▶ Metin Alıntısı
________________________

Bir geceye bin sayfa
28 Şubat sürecinde tankların yürütülmesine bahane olan Kudüs Gecesi’nde sahnelenen tiyatronun ardından görevden alınan, tutuklanan ve sahte pasaportla 3 yıl ülke ülke dolaşmak zorunda kalan dönemin Sincan Belediye Başkanı Bekir Yıldız: Bir gece için bin sayfalık iddianame hazırladılar
1994'te Refah Partisi'nden Sincan Belediye Başkanlığı'na aday gösterildim. Bir önceki seçimde yüzde 2,5'tu Sincan'daki oyumuz. Biz yüzde 27 ile Sincan'da Refah Partisi olarak seçimi kazandık.
Sincan'da o dönem çok sorun vardı... İlçe daha yeni metropol olmuştu. Ben 3 yıl görev yaptım Sincan'da... Bu 3 yıllık süre içerisinde altyapı ve üstyapı sorunlarının tamamını bitirdik. Hatta birkaç tanede anıt yaptık. Bunlardan bir tanesi de Fatih Mahallesi'ndeki Tuğra Anıtı'dır. Bunun yerinde orak ve çekiç figürlü bir anıt vardı. Biz mahallenin adı Fatih olduğu için söz vermiştik. Bu nedenle o anıtı kaldırarak çağ açmış, çağ açmış Sultan Fatih'in de adını taşıyan bir Tuğra Anıtı yaptık.

________________________

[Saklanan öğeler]
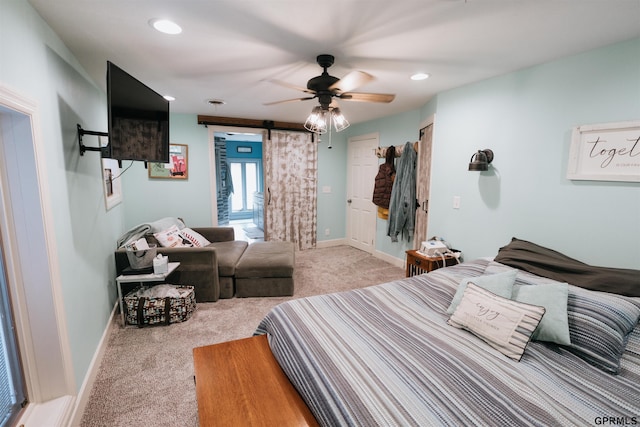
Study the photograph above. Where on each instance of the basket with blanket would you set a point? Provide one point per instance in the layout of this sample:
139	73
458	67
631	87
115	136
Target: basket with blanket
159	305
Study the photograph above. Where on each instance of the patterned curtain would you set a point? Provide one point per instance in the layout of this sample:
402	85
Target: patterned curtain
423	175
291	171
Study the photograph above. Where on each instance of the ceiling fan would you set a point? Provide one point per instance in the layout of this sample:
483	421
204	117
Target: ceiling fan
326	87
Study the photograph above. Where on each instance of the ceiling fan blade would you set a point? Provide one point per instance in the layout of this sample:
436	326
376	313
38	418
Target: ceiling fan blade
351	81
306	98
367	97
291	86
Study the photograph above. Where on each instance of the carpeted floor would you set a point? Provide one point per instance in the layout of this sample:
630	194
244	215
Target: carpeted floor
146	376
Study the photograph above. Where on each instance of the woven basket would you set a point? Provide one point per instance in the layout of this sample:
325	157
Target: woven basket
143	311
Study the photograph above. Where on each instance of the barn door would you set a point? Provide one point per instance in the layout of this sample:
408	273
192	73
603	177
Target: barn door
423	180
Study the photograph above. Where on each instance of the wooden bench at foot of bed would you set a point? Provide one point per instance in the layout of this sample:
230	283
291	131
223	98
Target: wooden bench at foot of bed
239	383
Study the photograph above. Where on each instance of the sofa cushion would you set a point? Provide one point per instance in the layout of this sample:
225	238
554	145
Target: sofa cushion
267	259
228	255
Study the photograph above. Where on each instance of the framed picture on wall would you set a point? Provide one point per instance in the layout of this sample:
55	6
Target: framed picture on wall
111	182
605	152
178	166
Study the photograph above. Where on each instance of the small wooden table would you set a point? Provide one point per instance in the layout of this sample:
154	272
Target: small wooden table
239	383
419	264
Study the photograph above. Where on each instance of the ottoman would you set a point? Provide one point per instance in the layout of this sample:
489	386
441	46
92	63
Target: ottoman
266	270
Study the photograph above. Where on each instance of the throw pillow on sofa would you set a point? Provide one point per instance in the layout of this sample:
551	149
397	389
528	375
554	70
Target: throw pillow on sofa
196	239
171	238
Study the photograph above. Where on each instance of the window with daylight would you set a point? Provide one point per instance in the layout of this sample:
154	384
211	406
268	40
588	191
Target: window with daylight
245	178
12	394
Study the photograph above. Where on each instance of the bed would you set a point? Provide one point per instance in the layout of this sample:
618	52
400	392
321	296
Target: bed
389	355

________________________

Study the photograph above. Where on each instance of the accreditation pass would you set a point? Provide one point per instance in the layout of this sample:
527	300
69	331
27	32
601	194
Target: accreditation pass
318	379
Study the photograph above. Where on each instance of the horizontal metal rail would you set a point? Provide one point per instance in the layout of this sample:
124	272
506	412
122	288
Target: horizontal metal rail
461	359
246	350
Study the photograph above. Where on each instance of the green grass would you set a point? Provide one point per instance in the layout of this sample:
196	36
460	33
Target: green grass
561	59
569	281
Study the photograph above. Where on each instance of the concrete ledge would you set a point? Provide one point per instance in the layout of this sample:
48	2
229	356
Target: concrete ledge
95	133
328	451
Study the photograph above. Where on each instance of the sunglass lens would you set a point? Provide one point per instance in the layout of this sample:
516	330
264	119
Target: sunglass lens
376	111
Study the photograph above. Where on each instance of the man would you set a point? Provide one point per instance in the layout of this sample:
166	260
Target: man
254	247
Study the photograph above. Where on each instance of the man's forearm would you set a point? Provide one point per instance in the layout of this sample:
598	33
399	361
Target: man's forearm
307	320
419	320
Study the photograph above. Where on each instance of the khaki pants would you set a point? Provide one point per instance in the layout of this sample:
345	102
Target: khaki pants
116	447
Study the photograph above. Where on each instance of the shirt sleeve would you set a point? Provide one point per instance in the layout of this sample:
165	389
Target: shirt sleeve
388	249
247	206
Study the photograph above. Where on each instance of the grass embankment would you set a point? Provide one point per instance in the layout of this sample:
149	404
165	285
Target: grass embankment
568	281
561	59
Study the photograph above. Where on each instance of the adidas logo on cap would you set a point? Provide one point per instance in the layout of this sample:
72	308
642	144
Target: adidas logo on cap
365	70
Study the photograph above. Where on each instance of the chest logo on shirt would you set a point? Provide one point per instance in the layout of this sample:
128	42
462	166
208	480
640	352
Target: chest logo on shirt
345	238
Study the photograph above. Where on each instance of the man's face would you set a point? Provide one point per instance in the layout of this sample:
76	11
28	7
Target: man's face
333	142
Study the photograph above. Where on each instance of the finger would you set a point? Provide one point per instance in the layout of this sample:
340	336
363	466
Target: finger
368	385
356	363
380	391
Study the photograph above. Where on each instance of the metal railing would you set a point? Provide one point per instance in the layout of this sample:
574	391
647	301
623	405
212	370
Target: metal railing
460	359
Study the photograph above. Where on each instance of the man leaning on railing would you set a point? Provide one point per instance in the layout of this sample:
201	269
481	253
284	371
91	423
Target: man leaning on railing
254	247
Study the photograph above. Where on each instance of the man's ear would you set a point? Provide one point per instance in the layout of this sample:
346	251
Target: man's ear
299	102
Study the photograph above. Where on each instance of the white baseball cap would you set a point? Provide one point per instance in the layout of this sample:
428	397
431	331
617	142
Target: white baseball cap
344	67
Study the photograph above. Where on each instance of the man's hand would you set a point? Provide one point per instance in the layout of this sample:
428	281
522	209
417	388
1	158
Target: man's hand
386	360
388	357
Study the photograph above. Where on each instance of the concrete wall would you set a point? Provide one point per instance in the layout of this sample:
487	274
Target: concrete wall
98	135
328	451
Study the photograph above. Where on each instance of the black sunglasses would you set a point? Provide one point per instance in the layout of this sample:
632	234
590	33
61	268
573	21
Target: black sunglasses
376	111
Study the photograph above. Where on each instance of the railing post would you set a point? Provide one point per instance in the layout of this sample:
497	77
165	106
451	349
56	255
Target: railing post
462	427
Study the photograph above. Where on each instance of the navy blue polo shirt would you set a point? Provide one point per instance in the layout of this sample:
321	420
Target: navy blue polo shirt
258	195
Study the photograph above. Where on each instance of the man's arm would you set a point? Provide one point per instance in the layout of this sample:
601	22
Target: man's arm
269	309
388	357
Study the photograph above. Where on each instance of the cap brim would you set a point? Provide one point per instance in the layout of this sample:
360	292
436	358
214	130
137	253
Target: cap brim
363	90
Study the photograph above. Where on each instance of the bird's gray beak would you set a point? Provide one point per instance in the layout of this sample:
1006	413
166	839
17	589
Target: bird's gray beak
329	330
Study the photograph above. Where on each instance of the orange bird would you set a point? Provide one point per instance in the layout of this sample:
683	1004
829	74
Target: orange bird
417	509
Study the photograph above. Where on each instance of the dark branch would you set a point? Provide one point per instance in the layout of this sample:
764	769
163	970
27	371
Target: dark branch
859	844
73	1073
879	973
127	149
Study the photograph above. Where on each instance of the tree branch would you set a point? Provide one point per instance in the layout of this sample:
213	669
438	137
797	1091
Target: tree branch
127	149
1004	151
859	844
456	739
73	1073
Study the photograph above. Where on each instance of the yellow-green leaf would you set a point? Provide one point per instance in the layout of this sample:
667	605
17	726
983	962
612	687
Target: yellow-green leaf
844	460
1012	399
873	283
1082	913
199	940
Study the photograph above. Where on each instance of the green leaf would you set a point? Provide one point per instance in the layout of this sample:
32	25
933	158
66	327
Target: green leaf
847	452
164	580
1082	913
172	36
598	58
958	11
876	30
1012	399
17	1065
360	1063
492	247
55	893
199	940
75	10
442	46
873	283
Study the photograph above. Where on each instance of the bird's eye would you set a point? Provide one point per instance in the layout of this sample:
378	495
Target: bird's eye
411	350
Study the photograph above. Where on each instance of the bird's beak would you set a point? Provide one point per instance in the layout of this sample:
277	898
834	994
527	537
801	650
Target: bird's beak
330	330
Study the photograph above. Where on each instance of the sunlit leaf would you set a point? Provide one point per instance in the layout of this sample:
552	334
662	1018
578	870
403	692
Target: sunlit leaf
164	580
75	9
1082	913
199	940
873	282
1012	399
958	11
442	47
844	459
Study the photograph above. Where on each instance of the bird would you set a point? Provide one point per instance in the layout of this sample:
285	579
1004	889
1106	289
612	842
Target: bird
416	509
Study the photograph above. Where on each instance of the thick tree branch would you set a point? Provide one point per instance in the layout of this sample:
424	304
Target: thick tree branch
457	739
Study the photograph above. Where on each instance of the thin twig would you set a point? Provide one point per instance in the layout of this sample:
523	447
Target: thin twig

________________________

▶ Görevler
**1)** Sincan metninden "Sincan'da o dönem" ile başlayıp "Tuğra Anıtı yaptık." ifadesine kadar süren bölümü aynen çıkarın.
**2)** Lütfen (a), (b) ve (c) ifadelerinin Sincan metniyle uyuşup uyuşmadığını evet ya da hayır ile belirtin ve her biri için metindeki belirleyici sözleri aynen alıntılayın. (a) Refah Partisi 1994 seçiminde Sincan'da yüzde 27 oy aldı. (b) Bekir Yıldız Sincan'da 5 yıl görev yaptı. (c) Tuğra Anıtı Fatih Mahallesi'ndedir.
**3)** Sincan metninin devamını, kaldığı yerden yazın.
Kayıtlara burada ihtiyacınız olmayacak.

▶ Görevlere Göre Cevaplar
**1)**
Sincan'da o dönem çok sorun vardı... İlçe daha yeni metropol olmuştu. Ben 3 yıl görev yaptım Sincan'da... Bu 3 yıllık süre içerisinde altyapı ve üstyapı sorunlarının tamamını bitirdik. Hatta birkaç tanede anıt yaptık. Bunlardan bir tanesi de Fatih Mahallesi'ndeki Tuğra Anıtı'dır. Bunun yerinde orak ve çekiç figürlü bir anıt vardı. Biz mahallenin adı Fatih olduğu için söz vermiştik. Bu nedenle o anıtı kaldırarak çağ açmış, çağ açmış Sultan Fatih'in de adını taşıyan bir Tuğra Anıtı yaptık.

**2)**
(a) Evet: "Biz yüzde 27 ile Sincan'da Refah Partisi olarak seçimi kazandık."
(b) Hayır: "Ben 3 yıl görev yaptım Sincan'da"
(c) Evet: "Bunlardan bir tanesi de Fatih Mahallesi'ndeki Tuğra Anıtı'dır."

**3)**
BİR SUÇ UNSURU YOKTU
İşte bu tür icraatlar yaparken 31 Ocak 1997'de bir Kudüs Gecesi düzenlemiştik. Biz bu geceyi daha önceki yıllarda da düzenlemiştik. O geceye kadar her şey güzeldi... O gün Ramazan Ayı'ydı... Bu Ramazan Ayı'nın 30 günü çeşitli etkinlikler olurdu. 31 Ocak'taki Kudüs Gecesi o programlardan bir tanesiydi. Davetli olduğumuz bir iftar programından sonra programa geldik. Salona girdiğimde bir olağanüstülük fark ettim. Bunun sebebi ise medyanın programa yoğun ilgi göstermesiydi. Bu ilgiyi çok anlayamadım. Bir organizasyon yapılmış anlaşılan. O günler hassas günlerdi... Programda konuşmacılar konuşmalarını yaptı ve daha sonra bir tiyatro oyunu düzenlendi Kudüs'le ilgili... Bu gecede hiçbir sorun yoktu... Tek sorun iktidarda Refah Partisi'nin olmasıydı.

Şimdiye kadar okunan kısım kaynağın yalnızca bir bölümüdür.